Gather every line of the listing that contains the word "batter" and copy each one out in full.
☆ ☆ ☆ ☆
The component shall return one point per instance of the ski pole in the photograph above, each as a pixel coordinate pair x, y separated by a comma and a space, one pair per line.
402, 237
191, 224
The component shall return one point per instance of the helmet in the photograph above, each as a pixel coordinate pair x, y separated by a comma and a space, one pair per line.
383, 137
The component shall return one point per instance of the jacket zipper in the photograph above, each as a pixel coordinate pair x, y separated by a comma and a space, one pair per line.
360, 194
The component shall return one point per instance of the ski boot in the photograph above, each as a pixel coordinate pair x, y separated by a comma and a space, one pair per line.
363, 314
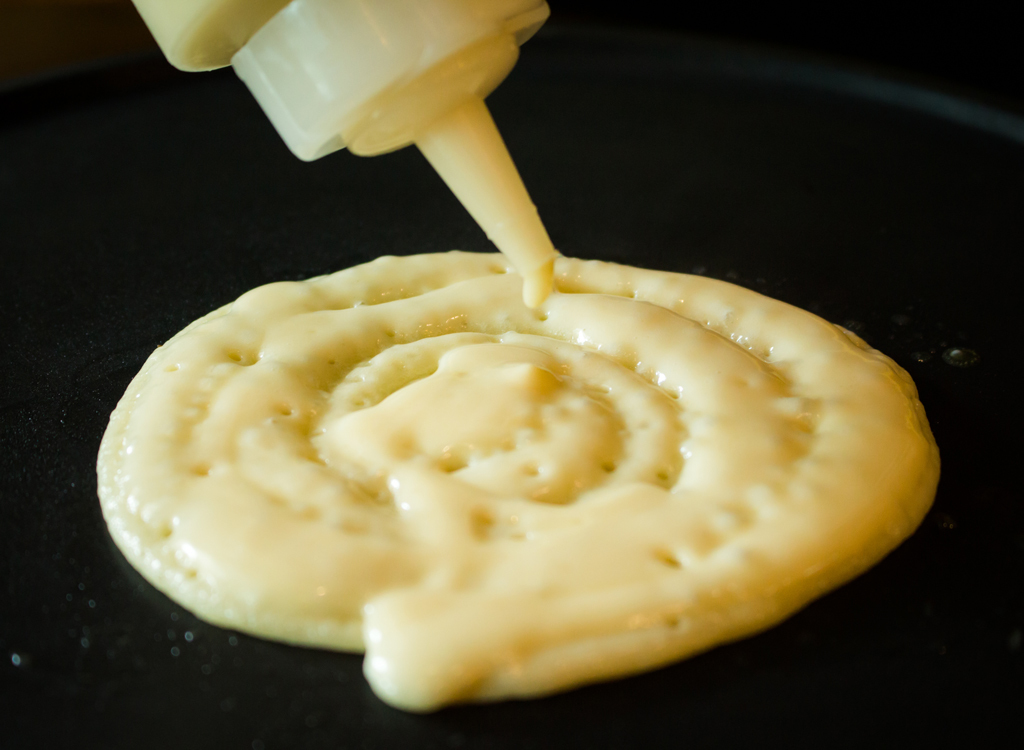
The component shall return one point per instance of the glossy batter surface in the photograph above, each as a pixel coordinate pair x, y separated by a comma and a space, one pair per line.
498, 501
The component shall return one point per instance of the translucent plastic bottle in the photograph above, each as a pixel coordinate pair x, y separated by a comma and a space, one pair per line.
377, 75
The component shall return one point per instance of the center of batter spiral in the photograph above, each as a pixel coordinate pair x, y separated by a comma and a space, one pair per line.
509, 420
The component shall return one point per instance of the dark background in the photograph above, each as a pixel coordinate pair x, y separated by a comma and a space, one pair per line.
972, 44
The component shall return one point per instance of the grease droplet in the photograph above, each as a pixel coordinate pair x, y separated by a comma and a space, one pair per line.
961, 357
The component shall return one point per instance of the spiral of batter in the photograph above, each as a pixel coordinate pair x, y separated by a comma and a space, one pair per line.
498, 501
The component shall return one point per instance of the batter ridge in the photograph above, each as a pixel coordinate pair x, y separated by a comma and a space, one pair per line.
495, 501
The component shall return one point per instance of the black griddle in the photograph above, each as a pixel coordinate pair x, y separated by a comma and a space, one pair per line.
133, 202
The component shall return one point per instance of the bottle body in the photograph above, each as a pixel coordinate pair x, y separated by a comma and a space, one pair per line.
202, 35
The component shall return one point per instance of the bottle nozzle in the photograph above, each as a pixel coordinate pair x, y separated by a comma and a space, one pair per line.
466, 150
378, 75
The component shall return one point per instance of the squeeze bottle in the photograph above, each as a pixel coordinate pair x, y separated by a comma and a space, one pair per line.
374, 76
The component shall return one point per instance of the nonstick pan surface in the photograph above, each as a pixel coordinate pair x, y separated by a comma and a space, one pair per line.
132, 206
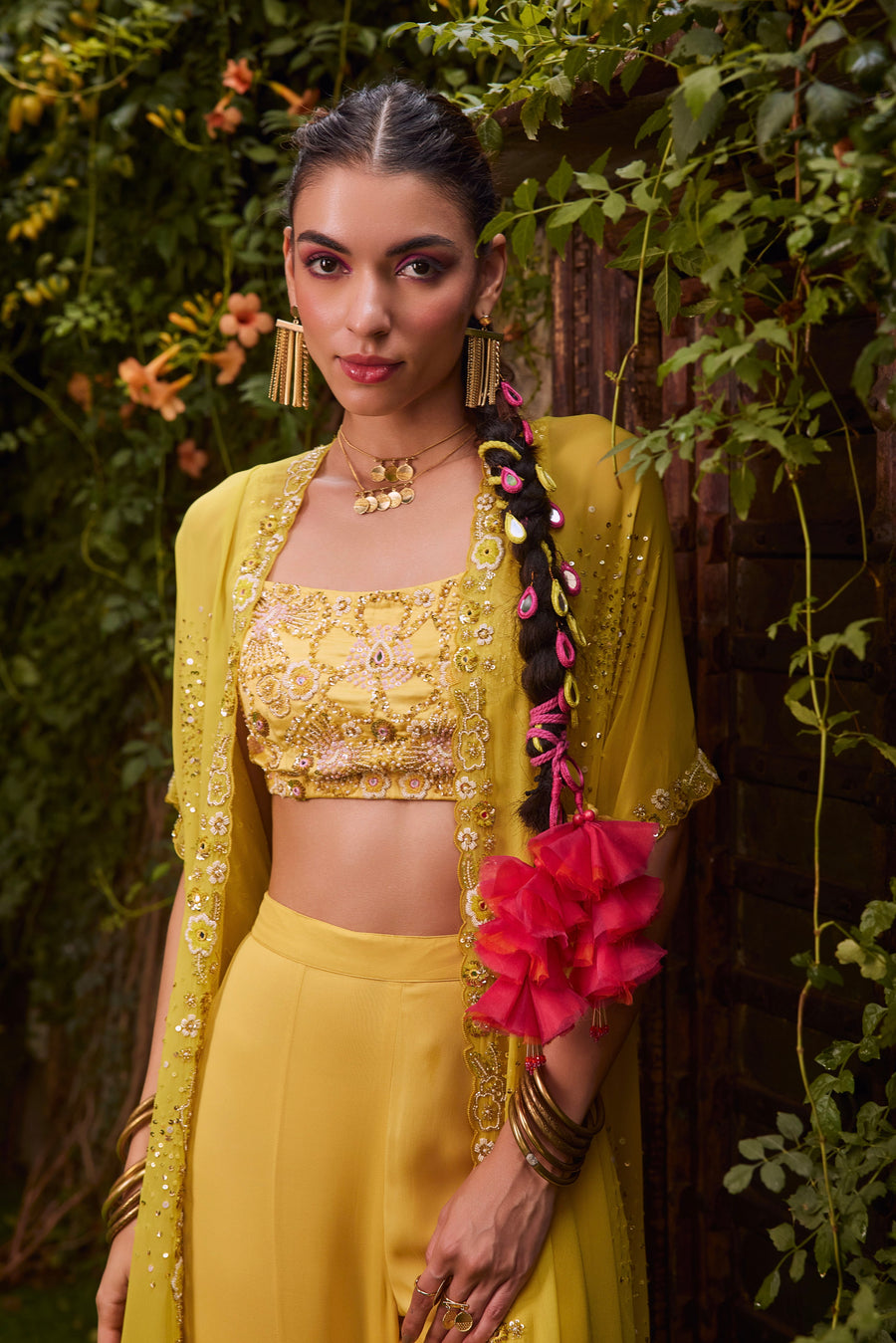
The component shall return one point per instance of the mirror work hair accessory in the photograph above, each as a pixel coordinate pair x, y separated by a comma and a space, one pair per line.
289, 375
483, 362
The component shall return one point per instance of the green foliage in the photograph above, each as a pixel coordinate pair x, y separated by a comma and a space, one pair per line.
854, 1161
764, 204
☆ ☆ ☆ ☆
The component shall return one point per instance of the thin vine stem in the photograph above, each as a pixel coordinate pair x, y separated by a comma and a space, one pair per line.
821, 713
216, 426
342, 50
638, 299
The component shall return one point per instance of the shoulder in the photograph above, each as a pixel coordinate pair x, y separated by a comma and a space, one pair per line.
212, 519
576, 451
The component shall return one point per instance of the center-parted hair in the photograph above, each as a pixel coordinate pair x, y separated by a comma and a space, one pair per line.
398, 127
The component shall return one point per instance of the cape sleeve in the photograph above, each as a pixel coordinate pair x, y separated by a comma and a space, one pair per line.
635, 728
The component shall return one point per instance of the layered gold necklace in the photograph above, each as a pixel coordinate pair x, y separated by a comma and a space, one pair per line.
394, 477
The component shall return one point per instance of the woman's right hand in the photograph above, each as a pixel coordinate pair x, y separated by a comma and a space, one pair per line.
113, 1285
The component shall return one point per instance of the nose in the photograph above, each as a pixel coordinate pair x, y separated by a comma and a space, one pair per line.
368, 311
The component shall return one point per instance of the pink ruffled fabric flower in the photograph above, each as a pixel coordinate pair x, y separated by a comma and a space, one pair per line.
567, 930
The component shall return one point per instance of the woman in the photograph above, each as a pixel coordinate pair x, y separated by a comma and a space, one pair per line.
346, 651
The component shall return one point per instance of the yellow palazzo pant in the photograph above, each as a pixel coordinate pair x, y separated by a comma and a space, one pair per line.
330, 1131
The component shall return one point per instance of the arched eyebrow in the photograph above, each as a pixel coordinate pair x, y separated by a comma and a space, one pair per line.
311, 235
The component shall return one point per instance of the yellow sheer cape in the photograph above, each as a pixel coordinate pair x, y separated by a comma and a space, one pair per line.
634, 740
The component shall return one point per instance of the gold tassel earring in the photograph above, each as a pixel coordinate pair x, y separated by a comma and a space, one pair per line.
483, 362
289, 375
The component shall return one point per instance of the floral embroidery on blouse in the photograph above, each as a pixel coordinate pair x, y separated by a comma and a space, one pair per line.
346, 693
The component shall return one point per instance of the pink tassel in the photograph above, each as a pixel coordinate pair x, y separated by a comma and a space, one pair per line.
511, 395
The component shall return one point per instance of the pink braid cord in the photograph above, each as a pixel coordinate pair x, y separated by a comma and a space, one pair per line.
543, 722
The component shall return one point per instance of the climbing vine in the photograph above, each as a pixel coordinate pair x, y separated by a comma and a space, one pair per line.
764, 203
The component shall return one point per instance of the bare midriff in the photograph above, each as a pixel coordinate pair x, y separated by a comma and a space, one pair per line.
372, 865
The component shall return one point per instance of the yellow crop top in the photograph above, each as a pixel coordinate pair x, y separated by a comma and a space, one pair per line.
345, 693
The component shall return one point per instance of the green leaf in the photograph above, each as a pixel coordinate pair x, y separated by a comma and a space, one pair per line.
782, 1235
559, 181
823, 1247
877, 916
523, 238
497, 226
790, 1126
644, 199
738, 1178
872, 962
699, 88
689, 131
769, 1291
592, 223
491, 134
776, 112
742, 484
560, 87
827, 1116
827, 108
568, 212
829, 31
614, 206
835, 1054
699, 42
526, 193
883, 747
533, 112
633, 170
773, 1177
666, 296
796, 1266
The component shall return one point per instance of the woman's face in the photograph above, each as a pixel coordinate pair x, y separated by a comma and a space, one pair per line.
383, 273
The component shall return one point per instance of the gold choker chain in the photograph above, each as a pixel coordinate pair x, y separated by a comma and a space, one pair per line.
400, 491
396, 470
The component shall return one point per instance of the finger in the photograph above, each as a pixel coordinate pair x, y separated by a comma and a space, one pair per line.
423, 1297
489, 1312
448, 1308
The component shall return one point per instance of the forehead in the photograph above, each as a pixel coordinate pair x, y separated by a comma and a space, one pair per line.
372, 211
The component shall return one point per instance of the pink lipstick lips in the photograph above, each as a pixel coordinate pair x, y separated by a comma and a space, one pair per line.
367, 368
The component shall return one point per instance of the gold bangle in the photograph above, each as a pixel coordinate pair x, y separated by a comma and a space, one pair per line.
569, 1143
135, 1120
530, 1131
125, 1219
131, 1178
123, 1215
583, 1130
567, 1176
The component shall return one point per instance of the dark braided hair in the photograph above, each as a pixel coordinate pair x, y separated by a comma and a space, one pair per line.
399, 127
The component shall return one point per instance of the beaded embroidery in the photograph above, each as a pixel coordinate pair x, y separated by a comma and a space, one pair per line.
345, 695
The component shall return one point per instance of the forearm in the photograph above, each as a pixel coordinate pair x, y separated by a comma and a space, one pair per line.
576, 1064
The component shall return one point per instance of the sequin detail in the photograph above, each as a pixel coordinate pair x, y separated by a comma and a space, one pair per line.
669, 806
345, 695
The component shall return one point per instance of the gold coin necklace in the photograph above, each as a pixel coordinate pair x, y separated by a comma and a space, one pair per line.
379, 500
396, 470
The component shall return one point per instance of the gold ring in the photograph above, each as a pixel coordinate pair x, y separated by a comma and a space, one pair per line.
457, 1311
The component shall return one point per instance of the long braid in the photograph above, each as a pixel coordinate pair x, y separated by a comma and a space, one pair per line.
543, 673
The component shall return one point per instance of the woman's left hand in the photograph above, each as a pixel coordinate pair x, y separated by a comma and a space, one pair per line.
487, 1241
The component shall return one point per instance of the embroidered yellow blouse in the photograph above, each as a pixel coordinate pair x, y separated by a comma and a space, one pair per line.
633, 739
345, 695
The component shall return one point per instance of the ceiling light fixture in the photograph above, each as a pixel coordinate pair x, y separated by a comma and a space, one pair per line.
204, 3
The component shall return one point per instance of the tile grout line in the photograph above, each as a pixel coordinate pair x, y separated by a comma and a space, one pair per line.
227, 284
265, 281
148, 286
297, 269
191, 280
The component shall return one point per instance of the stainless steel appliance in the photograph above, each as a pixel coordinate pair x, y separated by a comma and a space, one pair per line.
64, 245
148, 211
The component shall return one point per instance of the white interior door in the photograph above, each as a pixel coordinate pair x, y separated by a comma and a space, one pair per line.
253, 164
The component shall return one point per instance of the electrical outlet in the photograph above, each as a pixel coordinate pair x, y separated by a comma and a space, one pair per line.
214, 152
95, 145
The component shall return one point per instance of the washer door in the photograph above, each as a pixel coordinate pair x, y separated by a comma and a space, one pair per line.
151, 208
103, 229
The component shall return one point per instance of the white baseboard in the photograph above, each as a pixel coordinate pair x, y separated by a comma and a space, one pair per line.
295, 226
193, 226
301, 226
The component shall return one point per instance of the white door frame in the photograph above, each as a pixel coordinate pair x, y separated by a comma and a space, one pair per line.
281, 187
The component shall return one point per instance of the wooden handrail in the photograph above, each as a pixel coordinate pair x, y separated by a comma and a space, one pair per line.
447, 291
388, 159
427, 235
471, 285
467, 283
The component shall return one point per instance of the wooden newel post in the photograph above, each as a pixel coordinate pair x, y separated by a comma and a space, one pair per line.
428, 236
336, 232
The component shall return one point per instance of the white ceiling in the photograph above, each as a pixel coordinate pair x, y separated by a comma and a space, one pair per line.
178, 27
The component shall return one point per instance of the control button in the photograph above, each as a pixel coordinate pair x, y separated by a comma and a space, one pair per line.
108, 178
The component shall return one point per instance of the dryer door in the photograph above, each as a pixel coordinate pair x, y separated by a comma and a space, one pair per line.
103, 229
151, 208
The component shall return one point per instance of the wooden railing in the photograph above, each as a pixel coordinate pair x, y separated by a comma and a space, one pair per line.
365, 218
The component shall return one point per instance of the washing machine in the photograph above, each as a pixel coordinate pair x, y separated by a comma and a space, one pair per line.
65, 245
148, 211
☆ ☆ ☆ ☆
*CORRECT OUTPUT*:
The component shall return one point per instance of the glossy batter surface in the photograph above, each as a pixel coordinate pair x, y separated by a comma and a space, one pair per line.
The component shall return one point per instance of the center of batter spiral in the photograph above, each as a pixel coordinate pair x, y separated by a comma and a space, one pair per line.
The component shall return one point per instance of the spiral of batter in the photograph above, each as a pixel coordinate pair x, y separated by a comma and a space, one pair per line.
The component shall return one point per instance of the batter ridge in the photograph above, each as a pixel coordinate pair x, y separated by a comma and a space, one pair per line.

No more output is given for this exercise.